▶ _REQUIRED TASK_
Reproduce the listing with every "photo" replaced by "image", keeping everything else unchanged and omitting the pictures.

-- START OF PROVIDED INFORMATION --

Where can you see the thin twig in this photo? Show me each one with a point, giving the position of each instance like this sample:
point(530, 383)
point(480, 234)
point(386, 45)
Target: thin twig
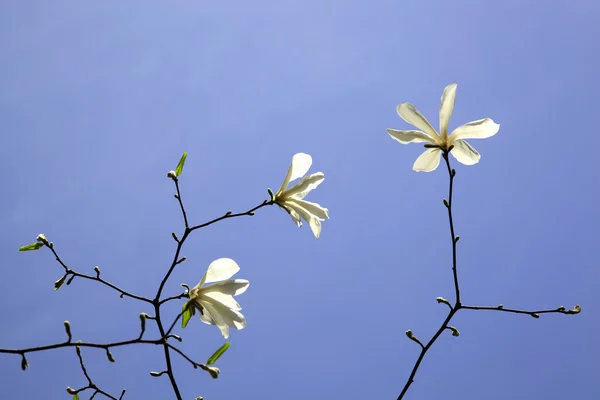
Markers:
point(69, 271)
point(457, 305)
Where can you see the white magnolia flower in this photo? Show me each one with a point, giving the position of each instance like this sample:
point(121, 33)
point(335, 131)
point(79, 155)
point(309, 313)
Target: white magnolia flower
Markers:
point(292, 199)
point(462, 151)
point(215, 302)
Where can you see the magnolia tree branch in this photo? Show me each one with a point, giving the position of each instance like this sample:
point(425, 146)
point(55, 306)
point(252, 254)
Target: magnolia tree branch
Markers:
point(157, 302)
point(457, 304)
point(70, 275)
point(91, 385)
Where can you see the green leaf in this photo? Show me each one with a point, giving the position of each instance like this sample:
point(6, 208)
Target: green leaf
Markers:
point(218, 354)
point(32, 246)
point(179, 168)
point(188, 312)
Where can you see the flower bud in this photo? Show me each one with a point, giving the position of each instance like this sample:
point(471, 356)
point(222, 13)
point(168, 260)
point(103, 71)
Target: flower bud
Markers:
point(59, 283)
point(24, 364)
point(455, 331)
point(213, 371)
point(442, 300)
point(68, 329)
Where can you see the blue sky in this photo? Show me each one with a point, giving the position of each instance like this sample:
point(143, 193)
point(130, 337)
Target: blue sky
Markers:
point(99, 99)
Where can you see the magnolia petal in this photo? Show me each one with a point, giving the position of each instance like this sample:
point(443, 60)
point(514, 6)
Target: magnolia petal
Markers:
point(220, 270)
point(313, 208)
point(225, 299)
point(231, 287)
point(410, 114)
point(313, 222)
point(225, 317)
point(447, 107)
point(305, 186)
point(293, 214)
point(300, 165)
point(428, 161)
point(406, 137)
point(465, 153)
point(480, 129)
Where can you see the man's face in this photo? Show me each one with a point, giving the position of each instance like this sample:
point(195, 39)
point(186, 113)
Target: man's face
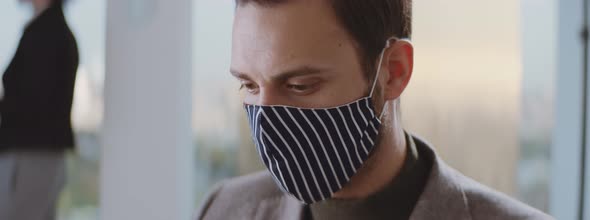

-- END OF PROVIDED INFORMATION --

▶ _THE OUTPUT_
Where can you see the thin twig in this image? Show me each one with a point, giving the position of each instance like this sample:
point(530, 383)
point(480, 234)
point(386, 45)
Target: thin twig
Markers:
point(69, 271)
point(457, 305)
Where can you see the white magnolia flower in this image? Show me each one with a point, giving the position of each instance like this sample:
point(121, 33)
point(335, 131)
point(79, 155)
point(309, 313)
Target: white magnolia flower
Markers:
point(292, 199)
point(462, 151)
point(215, 302)
Where can you see the magnolia tree branch in this image? Show me each one with a point, giving the position of each instance like this sample:
point(425, 146)
point(55, 306)
point(252, 254)
Target: magnolia tree branch
Markers:
point(157, 302)
point(457, 304)
point(70, 275)
point(91, 385)
Where can you see the green leaf in this image? Show me each one with a point, giving the position of each instance like this sample:
point(6, 208)
Target: green leaf
Markers:
point(218, 354)
point(32, 246)
point(179, 168)
point(188, 312)
Where can you see the flower bud in this image? Show me each one with a point, giving the position of each instance like this sample:
point(471, 356)
point(222, 13)
point(168, 260)
point(103, 71)
Target: flower bud
Markers:
point(59, 283)
point(24, 364)
point(455, 331)
point(213, 371)
point(442, 300)
point(68, 329)
Where can you see the blue sky in this image? Show me each one with a point, giving the position of each instance like this sample:
point(143, 193)
point(130, 337)
Target: blue sky
Markers:
point(99, 99)
Where can you see the magnolia petal in this image? Show me each one with a point, giving the position of each instance like this sample:
point(443, 60)
point(514, 6)
Target: magnolia petal
Markers:
point(220, 270)
point(313, 208)
point(225, 299)
point(231, 287)
point(410, 114)
point(313, 222)
point(225, 317)
point(447, 107)
point(305, 186)
point(293, 214)
point(300, 165)
point(428, 161)
point(406, 137)
point(465, 153)
point(480, 129)
Where can you see the man's face in this image? Show me each one with a point, giving the position of each instance like this sample:
point(195, 39)
point(186, 113)
Target: man's face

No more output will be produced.